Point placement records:
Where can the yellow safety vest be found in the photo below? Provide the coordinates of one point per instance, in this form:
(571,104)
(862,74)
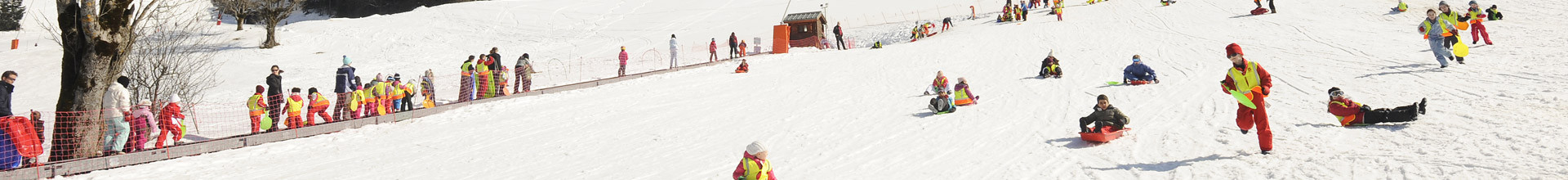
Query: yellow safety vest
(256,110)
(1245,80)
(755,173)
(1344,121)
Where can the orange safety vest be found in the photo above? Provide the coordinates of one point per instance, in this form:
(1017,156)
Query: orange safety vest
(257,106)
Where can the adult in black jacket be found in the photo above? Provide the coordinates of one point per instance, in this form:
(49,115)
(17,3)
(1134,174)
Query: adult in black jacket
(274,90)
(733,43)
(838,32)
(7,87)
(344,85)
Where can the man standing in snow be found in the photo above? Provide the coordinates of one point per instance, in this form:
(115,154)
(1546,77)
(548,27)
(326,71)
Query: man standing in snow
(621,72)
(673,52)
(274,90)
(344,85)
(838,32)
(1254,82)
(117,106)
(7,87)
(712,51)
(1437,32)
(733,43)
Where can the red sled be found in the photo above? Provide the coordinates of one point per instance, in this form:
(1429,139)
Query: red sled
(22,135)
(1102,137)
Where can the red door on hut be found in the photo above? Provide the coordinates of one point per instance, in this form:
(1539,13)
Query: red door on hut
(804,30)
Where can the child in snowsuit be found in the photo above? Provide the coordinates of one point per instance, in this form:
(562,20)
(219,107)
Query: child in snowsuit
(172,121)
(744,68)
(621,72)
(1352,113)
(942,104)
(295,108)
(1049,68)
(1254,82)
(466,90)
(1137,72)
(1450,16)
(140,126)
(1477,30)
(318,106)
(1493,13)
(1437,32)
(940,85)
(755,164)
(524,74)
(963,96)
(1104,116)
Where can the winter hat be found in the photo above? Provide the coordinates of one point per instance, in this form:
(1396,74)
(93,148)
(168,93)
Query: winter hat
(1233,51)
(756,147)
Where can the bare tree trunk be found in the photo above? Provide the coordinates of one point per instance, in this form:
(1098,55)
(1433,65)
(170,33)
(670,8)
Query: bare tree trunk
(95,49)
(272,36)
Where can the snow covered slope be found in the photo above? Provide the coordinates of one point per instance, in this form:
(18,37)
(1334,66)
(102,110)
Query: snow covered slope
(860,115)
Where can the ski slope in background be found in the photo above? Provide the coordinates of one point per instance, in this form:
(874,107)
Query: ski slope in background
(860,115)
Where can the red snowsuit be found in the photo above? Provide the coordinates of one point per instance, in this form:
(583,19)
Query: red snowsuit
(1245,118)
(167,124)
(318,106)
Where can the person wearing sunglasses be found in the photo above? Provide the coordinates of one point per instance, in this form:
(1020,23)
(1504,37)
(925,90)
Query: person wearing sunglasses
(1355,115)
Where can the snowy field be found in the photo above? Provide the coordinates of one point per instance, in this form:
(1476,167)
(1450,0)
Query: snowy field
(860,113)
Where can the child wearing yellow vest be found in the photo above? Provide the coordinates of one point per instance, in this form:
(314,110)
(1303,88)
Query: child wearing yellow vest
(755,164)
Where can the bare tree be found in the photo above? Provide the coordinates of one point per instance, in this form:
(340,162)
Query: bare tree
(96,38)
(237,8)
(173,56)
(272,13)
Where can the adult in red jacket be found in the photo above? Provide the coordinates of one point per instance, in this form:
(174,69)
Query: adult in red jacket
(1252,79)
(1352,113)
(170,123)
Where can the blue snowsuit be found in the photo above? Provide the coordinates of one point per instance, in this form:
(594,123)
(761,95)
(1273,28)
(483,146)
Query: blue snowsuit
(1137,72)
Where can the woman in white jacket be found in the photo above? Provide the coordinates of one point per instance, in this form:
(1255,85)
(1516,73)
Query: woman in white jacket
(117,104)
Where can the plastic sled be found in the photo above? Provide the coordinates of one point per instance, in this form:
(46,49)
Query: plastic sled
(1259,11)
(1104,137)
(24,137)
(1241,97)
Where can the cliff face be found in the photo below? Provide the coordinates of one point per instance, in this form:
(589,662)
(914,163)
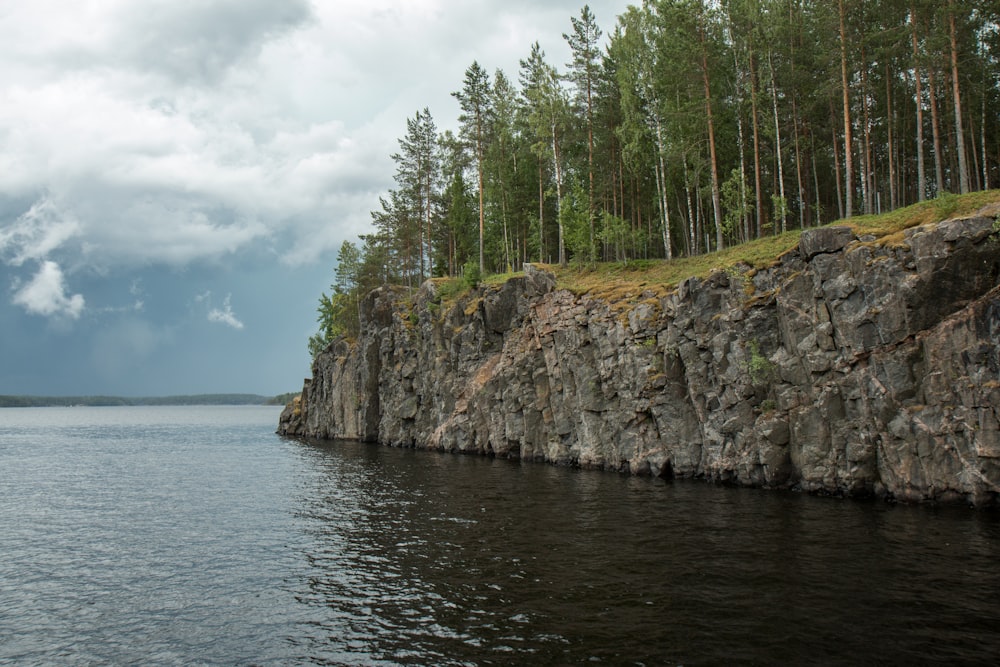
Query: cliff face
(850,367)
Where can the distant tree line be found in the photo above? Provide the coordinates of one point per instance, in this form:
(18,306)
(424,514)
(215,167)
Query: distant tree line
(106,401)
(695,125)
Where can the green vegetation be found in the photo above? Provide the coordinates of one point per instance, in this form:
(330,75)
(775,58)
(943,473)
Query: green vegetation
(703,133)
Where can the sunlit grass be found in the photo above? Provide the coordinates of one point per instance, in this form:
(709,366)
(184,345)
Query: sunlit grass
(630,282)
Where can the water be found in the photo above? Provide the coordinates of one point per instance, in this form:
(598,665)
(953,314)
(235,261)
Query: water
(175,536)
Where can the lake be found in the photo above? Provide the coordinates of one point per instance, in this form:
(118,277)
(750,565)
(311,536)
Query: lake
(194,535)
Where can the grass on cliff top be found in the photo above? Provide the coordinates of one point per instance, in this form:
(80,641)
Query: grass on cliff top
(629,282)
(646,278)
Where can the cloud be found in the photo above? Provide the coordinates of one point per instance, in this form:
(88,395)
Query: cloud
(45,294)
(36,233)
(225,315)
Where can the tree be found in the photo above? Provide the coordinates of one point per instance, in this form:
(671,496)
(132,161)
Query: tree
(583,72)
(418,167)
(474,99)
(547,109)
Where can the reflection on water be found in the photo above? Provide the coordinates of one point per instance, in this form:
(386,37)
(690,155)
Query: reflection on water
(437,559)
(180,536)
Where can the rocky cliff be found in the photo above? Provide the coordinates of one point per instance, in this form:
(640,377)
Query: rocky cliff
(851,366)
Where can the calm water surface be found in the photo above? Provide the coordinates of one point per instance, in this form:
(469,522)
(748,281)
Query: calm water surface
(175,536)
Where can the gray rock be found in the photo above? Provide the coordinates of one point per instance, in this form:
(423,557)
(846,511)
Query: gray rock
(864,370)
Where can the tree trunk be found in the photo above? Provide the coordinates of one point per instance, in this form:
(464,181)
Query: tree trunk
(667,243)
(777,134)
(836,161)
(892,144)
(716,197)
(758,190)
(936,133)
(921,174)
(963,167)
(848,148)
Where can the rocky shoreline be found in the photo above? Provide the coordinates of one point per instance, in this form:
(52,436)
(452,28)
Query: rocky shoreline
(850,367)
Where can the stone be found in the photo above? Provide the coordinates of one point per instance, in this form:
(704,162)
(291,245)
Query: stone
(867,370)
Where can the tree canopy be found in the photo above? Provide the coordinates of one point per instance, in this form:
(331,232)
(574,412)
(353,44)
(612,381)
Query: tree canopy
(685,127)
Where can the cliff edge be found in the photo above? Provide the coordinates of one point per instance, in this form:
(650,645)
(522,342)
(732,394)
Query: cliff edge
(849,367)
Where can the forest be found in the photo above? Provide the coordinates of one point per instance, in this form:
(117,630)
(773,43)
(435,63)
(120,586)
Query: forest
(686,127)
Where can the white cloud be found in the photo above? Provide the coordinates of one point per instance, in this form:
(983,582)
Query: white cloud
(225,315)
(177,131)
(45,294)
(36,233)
==
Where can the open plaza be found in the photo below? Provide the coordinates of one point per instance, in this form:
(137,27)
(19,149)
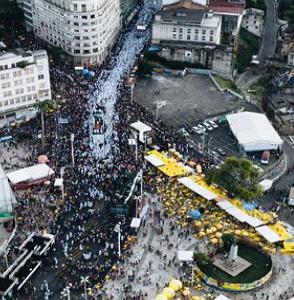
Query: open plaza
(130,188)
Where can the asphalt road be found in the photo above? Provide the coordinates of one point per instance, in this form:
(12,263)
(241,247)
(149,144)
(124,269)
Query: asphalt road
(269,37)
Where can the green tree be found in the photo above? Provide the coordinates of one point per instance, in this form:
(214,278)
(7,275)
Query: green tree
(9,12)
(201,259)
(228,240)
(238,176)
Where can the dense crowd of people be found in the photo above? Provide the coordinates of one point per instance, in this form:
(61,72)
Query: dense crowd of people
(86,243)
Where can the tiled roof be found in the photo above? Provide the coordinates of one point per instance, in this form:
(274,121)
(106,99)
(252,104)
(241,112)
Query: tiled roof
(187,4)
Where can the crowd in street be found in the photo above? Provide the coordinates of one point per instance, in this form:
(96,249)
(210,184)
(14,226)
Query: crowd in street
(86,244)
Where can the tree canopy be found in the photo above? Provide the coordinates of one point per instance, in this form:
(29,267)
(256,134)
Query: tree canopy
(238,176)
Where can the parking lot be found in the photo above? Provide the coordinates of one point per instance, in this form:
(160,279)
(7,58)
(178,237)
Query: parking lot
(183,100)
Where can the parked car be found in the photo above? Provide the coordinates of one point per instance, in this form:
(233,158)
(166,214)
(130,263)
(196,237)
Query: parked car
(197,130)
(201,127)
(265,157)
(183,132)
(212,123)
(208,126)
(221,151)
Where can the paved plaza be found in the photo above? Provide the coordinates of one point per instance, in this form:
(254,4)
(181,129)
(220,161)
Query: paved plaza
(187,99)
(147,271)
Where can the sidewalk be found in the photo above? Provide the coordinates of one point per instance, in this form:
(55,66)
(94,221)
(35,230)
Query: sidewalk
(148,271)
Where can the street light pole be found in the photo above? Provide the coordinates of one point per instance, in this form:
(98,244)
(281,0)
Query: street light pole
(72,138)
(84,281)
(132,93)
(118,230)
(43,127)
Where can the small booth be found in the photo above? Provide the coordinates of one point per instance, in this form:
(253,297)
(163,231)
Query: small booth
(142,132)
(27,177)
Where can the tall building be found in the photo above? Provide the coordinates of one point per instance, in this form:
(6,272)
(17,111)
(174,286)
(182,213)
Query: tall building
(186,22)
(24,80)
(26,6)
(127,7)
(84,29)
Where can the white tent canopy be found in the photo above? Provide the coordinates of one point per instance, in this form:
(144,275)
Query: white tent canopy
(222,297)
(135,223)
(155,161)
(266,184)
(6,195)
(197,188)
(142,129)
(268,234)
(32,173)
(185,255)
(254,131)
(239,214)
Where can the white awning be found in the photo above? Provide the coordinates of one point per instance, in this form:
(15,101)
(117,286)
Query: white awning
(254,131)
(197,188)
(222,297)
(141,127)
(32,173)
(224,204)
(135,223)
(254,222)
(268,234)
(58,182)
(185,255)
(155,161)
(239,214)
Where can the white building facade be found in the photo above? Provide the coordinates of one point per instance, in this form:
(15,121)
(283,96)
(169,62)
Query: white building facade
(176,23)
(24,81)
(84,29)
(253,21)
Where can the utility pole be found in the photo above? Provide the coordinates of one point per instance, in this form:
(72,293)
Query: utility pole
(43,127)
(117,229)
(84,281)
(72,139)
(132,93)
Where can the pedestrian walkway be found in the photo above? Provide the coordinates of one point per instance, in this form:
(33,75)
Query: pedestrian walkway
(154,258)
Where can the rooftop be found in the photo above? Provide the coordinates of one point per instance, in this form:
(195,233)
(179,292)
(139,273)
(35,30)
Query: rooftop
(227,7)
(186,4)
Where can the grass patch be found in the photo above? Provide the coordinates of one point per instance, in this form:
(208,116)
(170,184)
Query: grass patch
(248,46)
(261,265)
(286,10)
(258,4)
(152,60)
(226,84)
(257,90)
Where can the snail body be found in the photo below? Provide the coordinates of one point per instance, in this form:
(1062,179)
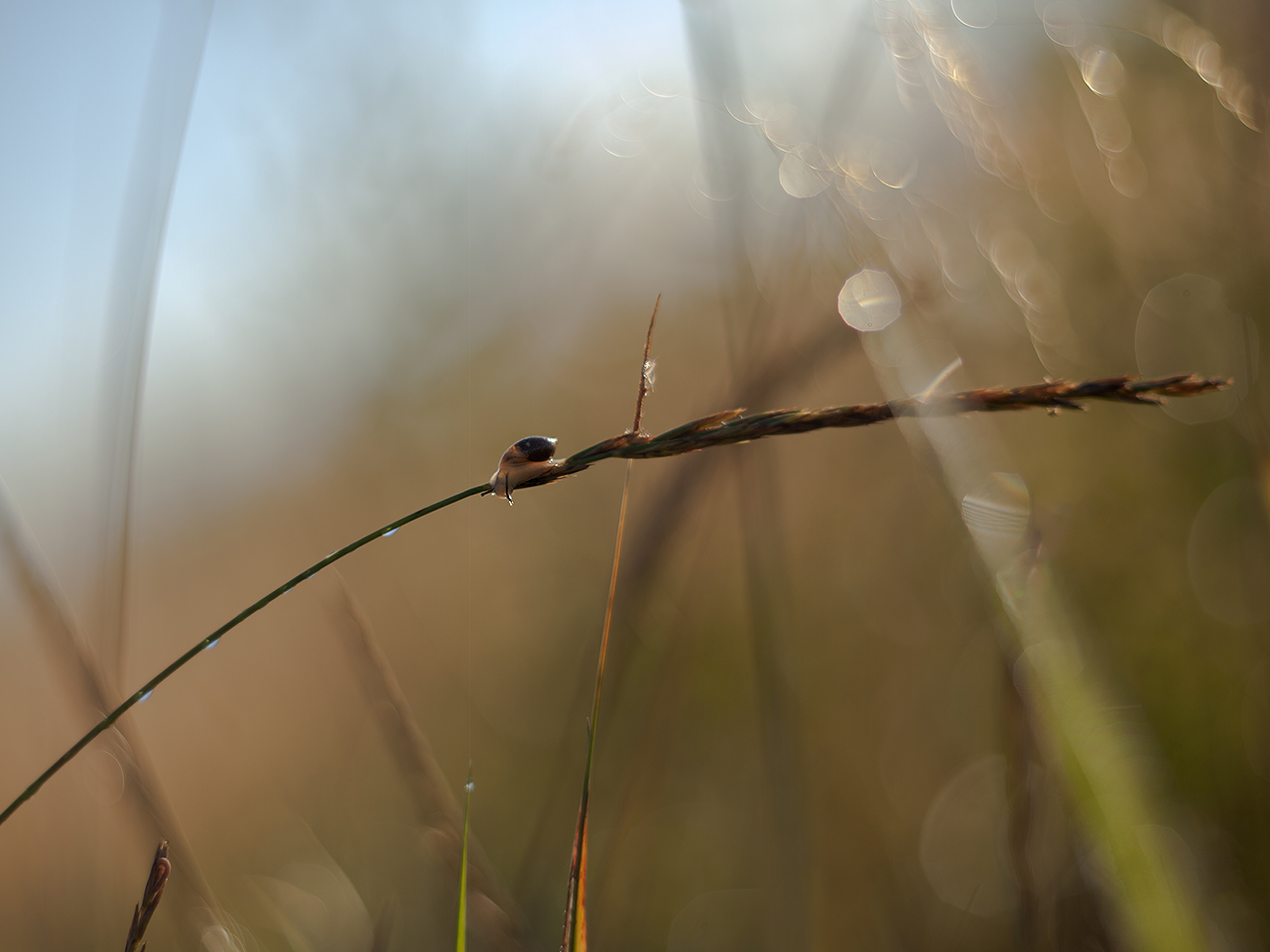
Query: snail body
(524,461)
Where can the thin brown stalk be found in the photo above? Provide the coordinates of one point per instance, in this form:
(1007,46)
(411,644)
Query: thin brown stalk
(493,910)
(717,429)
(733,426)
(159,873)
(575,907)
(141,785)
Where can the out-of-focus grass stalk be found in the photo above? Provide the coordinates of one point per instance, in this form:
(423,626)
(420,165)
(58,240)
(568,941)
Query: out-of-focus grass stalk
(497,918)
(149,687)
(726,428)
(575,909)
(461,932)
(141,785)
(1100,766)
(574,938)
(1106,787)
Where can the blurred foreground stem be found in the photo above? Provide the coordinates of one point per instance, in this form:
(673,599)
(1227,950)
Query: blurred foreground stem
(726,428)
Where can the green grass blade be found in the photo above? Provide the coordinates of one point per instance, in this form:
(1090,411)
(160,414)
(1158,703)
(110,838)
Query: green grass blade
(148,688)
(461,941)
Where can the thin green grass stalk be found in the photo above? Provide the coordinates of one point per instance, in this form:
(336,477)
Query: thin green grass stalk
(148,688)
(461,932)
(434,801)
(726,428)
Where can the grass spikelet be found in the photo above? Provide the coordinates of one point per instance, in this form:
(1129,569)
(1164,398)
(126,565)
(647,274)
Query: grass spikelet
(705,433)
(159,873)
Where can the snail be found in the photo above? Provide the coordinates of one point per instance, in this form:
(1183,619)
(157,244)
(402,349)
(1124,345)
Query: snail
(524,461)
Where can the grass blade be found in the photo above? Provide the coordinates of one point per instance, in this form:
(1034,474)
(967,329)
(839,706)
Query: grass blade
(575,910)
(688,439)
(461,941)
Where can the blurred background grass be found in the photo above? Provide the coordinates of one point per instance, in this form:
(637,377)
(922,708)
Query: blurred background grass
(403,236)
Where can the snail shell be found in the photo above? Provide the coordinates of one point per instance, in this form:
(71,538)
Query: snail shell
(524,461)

- Problem requirements:
Filter the rows above and copy each one that contains the string "rocky", treating uppercase and lowercase letters as different.

- Final result:
Where can the rocky cliff be found in the photo above? Provide the coordinates of one point per instance, in this form:
Query: rocky cliff
Where can the rocky shoreline be found in the photo above? Provide the coordinates of one point per instance, in this form:
Query: rocky shoreline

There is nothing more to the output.